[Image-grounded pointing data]
========================================================================

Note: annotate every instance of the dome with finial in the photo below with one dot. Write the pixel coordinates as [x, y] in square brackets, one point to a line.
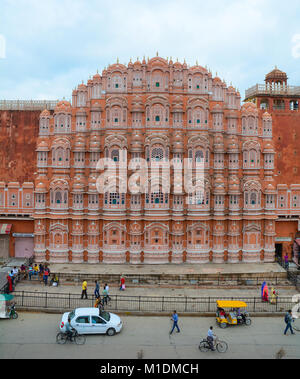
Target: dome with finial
[97, 76]
[45, 113]
[63, 106]
[276, 74]
[249, 108]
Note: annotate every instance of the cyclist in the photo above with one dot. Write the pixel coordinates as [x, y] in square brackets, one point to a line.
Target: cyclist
[210, 338]
[69, 329]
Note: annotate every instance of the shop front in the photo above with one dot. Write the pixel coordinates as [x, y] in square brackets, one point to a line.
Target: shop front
[4, 240]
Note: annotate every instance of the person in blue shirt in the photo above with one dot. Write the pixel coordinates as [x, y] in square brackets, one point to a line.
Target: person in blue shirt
[97, 288]
[175, 322]
[69, 329]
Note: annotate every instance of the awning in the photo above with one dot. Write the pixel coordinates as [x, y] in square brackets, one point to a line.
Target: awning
[5, 228]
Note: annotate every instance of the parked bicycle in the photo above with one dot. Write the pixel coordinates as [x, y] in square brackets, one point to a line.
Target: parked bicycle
[221, 346]
[62, 338]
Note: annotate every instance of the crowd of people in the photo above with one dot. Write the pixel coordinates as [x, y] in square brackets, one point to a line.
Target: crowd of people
[41, 272]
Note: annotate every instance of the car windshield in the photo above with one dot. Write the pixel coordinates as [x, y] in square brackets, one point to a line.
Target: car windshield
[104, 315]
[71, 315]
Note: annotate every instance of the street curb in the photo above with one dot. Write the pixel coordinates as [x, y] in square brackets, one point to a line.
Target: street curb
[147, 314]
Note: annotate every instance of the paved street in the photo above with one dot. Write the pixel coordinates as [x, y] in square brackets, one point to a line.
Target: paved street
[32, 335]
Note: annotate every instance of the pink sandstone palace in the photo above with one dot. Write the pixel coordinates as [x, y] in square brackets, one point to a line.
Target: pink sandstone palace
[159, 111]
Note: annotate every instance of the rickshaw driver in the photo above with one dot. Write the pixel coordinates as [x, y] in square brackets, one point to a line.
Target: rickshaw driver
[239, 315]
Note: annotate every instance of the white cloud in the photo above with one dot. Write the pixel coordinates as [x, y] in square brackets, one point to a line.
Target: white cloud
[57, 43]
[296, 46]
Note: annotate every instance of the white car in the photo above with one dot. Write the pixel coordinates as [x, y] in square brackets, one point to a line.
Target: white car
[90, 321]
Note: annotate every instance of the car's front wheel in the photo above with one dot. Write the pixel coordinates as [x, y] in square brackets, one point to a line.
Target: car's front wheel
[111, 332]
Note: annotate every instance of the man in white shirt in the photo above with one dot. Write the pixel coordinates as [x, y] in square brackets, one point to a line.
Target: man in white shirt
[210, 338]
[106, 287]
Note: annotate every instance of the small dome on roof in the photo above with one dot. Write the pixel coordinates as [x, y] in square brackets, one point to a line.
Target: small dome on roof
[276, 74]
[97, 76]
[45, 113]
[267, 115]
[63, 106]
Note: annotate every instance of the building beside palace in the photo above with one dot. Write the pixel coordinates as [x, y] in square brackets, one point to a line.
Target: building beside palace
[159, 111]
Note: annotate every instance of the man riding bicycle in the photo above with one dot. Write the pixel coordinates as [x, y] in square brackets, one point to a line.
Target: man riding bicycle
[210, 338]
[69, 329]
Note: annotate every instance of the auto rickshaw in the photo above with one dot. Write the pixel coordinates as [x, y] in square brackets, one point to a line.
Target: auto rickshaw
[7, 307]
[229, 313]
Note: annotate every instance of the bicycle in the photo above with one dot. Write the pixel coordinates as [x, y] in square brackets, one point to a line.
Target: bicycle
[12, 313]
[62, 338]
[221, 346]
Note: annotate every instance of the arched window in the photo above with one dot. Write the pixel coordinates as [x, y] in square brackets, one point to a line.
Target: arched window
[157, 154]
[199, 156]
[115, 156]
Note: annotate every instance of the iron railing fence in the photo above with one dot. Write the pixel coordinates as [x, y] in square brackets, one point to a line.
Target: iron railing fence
[174, 280]
[124, 303]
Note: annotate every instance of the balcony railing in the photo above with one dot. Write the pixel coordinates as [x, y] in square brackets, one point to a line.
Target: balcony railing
[32, 105]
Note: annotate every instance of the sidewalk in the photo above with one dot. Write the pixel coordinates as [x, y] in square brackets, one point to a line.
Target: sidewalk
[155, 290]
[168, 269]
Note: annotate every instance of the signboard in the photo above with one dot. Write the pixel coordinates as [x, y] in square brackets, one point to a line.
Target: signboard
[283, 239]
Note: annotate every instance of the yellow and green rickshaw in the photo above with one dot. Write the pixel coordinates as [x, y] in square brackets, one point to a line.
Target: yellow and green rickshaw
[232, 312]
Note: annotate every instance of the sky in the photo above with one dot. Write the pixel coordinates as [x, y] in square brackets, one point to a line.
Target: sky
[48, 47]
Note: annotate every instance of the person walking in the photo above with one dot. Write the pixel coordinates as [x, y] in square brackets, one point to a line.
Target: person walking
[104, 295]
[175, 322]
[46, 276]
[288, 320]
[97, 288]
[9, 281]
[84, 289]
[107, 291]
[122, 283]
[30, 272]
[274, 296]
[286, 261]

========================================================================

▶ ACTIVITY: Return the records above exactly, without the pictures.

▶ OUTPUT:
Note: annotate every instance of the dome with finial in the photo below with one dot. Write the pixel coordinates as [x, y] in square brackets, one point to a line.
Target: dome with finial
[97, 76]
[45, 113]
[63, 106]
[276, 74]
[249, 108]
Note: annotate every instance of the cyclist in the photo above with one dot. Write the pixel coordinates as [x, y] in square brackets, one point to a line.
Target: cyclist
[210, 338]
[69, 329]
Note: annotate every instance of the shop front in the photo above with one dot. Write the pixel coordinates as [x, y] in square brackets, one point to a line.
Target: shop front
[4, 240]
Note: annotate every instance of the person in blue shirt in the photo above with one dot. Write the pixel coordinates as [x, y] in square brackets, one point to a line.
Target: person in blue shirt
[97, 288]
[175, 322]
[69, 329]
Note: annotate every instance of the awning in the photo above with one dot. Write the pixel coordinates as [x, y] in square brackets, one point to a line.
Target: awning
[5, 228]
Note: annotate every instance of the parked bicycle in the photo above with one dot. Write the pixel coordinates as [x, y] in square brackets, one point to a line.
Target: parked bicycle
[221, 346]
[62, 338]
Note: annotate every instance of the crowd of people in the photo above with one dot. Write the pixel coordinates as [x, y] in square brackets, one point to a line.
Target: crowd of people
[41, 272]
Note: annotate every instance of the car windshield in the photo above with one dot. Write the pixel coordinates as [x, y] in square brackets, one point to a line.
Target: car windshield
[104, 315]
[71, 315]
Note: annotate every instance of the street curb in the photo above with one dot. Write the pixel coordinates as [x, y] in square brackets, one point to a line.
Target: street curb
[147, 314]
Note: annotate every instance of the paved street in the photo above with one dot. Write the pixel coordinates as [x, y] in square brackets, one point to a line.
Target: paved street
[32, 335]
Note: annotate every instance of the pink sandstone palace in the photo above with one dot. Write the pixel coordinates as [x, y] in square brackets, one point to a line.
Target: pink sandstone palace
[159, 111]
Note: annotate every instance of the rickshaw driver in the photo above with one dot. Write the pixel coordinates as [x, y] in square brackets, one point to a line.
Target: rickshaw driver
[239, 315]
Note: annotate every instance of the white cloud in the photo above with one dot. Write the pixel coordinates as [x, y] in square brackets, one point to a line.
Target: white cloud
[57, 43]
[296, 46]
Note: annotate every instance of the white car in the photo above with one dot. Write the pixel coordinates as [x, y] in square brackets, one point to a line.
Target: white car
[90, 321]
Note: annotate every instance of the car's front wheel in the photo above with one dot. Write the pixel coordinates as [x, y] in square brackets, one point to a line.
Target: car's front wheel
[111, 332]
Note: annotate every instance of the man in white shirt in the photo above with one dot. Write the pixel coordinates as [x, y] in square brackets, one point to a line.
Target: man in white shirt
[210, 338]
[106, 287]
Note: annotate every instance of the small dome on roof in the photo above with one dot. Write the pixel coordinates as [x, y] in square brackets, one point to a line.
Target: small dome on roof
[276, 74]
[97, 76]
[45, 113]
[267, 115]
[63, 106]
Note: annotate every instance of the building beside palace in the photo above with one dot. Write the pixel coordinates as [x, y] in square brackets, one point to a line.
Target: building beside palace
[159, 111]
Note: annotate every instance of the man riding bicycle in the photo above with one dot. Write the pixel coordinates as [x, y] in square brackets, one point to a line.
Target: man riding bicycle
[210, 338]
[69, 329]
Note: annotate every instance of the auto rickshaw in the photo above with one dot. Write the pixel coordinates as [x, y] in square brackets, one point to a line.
Target: auto rickshaw
[7, 307]
[229, 313]
Note: annotate every instance of the bicycle in the photo above with one dot. Write the pixel coordinates as [x, y] in square brackets, one point to a line.
Target: bicycle
[12, 313]
[62, 338]
[221, 346]
Note: annotate every instance of the arched window in the photo above with one dot. Write the pixel coordinates as [x, y] in square brackets, one point to a line.
Target: arched window
[157, 154]
[199, 156]
[115, 156]
Note: annotate every instance of the iron railing fence in the photo above with one dot. Write the pixel coordinates as [x, y] in square brackets, one point to a line.
Target: iron railing fence
[174, 280]
[124, 303]
Note: annotate every instance of the balcony railing in the photo above with one dot. Write the pixel coordinates as [x, y] in square brackets, one point to a line.
Target: balcony railing
[32, 105]
Note: annotate every instance of the sidewalk in the photo above with one dot. Write the pixel coordinates as [x, y] in square brackets, one point to a line.
Target: sidewalk
[155, 290]
[168, 269]
Note: annotate every instance of the signboard in the photo above with one dot. Write the pixel coordinates as [x, y] in square brackets, one point to a line.
Target: signboard
[283, 239]
Note: annotate every instance of the yellow and green rickshaw in the photo above with one dot. Write the pixel coordinates as [x, y] in square brackets, one point to a line.
Target: yellow and green rickshaw
[232, 312]
Note: annotate every instance of the sky in the photo above with one dot. Write the pixel coordinates as [x, y] in square brackets, one point to a line.
Target: sky
[48, 47]
Note: annotate every instance of the person walking in the photo above with one dot. Write the pixel coordinates as [x, y] in square brackets, one point to a line.
Target: person walking
[104, 295]
[175, 322]
[46, 276]
[288, 320]
[97, 288]
[9, 281]
[84, 289]
[107, 291]
[122, 283]
[30, 272]
[274, 296]
[286, 261]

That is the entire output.